• [CHALLENGES]
[1] Answer these from the article on East African capital markets:
(a) What daily trading volume did the Uganda Stock Exchange record in August 2025?
(b) What percentage of Airtel Uganda's shares did Uganda's National Social Security Fund buy at the IPO?
(c) According to the article, when do institutional investors typically sell their shares?
[2] Please carry the article on East African capital markets forward from its final sentence.
* start PAGE TEXT *
From Savings to Securities: A Case For Tax-Free Investment Accounts
In 2024, MTN Uganda’s mobile money platform recorded a daily transaction volume of UGX 435 billion – approximately $123.1 million. On the other hand, in August 2025, the Uganda Stock Exchange recorded a daily trading volume of just UGX 17.63 million – approximately $5,000.
Even in Kenya, the region’s largest and most active exchange, the Nairobi Stock Exchange, manages only around $1.5 million a day – a mere fraction of the $763 million transacted daily on Safaricom’s M-Pesa platform. The gaps highlight a disconnect in East Africa at large.
Without connecting savings to securities, households miss out on wealth creation, businesses struggle to raise capital and exchanges remain stagnant. Consequently, East Africa needs to revolutionise its capital markets. A tax-free, mobile-friendly investment account can bridge the gap and turn individuals into investors, fueling East Africa’s development.
Structural Issues
East African stock exchanges suffer from illiquidity, with low trading volumes that discourage both companies from listing and investors from participating. From the Nairobi Stock Exchange (NSE) to the Uganda Stock Exchange (USE), the crux of the problem is the domination of institutional investors such as pension funds. For instance, the Uganda’s National Social Security Fund (NSSF) bought 52.75% of Airtel Uganda’s shares at Initial Public Offering (IPO) and 43.3% of MTN Uganda’s shares.
While the presence of institutional investment provides much needed stability, the domination of the market by these funds leaves little room for trading. This is because these institutional investors tend to buy and hold shares, typically selling only after a significant downturn. This, together with their sheer size, has the potential to push market prices out of line with their intrinsic value. Without a strong retail investor base, the exchange ceases to be a marketplace thus when these institutions decide to sell, they are unlikely to find willing and able buyers.
* end PAGE TEXT *
* start ITEMS *
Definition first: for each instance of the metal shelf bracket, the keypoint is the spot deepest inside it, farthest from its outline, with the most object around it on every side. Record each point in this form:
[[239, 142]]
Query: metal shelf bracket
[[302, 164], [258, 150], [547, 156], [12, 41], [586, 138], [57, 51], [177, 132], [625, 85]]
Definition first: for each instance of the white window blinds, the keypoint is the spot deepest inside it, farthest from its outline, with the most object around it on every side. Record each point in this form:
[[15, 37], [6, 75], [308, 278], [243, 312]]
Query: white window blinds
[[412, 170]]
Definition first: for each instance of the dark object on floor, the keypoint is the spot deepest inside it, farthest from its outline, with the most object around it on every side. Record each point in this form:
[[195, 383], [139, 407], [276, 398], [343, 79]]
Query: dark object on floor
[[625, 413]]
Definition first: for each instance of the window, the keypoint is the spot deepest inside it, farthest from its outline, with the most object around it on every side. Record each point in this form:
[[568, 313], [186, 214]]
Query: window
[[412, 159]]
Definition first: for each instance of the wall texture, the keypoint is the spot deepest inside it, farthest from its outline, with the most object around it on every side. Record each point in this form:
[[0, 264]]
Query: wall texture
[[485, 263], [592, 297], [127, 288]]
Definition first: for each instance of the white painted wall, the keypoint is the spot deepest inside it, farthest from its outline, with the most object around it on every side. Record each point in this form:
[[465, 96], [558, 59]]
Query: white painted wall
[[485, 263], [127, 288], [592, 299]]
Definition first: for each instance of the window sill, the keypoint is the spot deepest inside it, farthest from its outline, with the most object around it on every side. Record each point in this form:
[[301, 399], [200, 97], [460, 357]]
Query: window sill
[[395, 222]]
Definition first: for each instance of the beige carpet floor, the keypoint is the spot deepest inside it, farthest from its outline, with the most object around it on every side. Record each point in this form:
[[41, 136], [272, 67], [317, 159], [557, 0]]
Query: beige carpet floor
* end ITEMS *
• [FINAL ANSWERS]
[1]
(a) UGX 17.63 million, about $5,000.
(b) 52.75%.
(c) Only after a significant downturn.

[2]
The Tax-free Investment Account
To unlock East Africa’s dormant retail capital, a simple, trusted, and accessible vehicle is required. The United Kingdom’s Individual Savings Account (ISA) provides a useful model. ISAs are a tax-free ‘wrapper’ where individuals can place savings into approved investments without paying tax on dividends, interest, or capital gains. Over two decades, ISAs have grown into a cornerstone of household wealth-building in the UK, with over 22 million accounts and a market value of £725 billion – the majority of which is held in equities.
Closer to home, South Africa introduced Tax Free Savings Accounts (TFSAs) in 2015. The scheme has an annual contribution limit of R36,000 ($2,050) and a lifetime limit of R500,000 ($28,484). Like UK’s ISAs, there is no tax on capital gains, dividends and interest. By the end of 2024, approximately R5.1 billion ($ 290.7 million) had been invested through Ninety One, the country’s largest platform. However, with an average account value of R131,035 ($7,470) and just over 38,000 accounts registered on the largest platform, adoption remains limited.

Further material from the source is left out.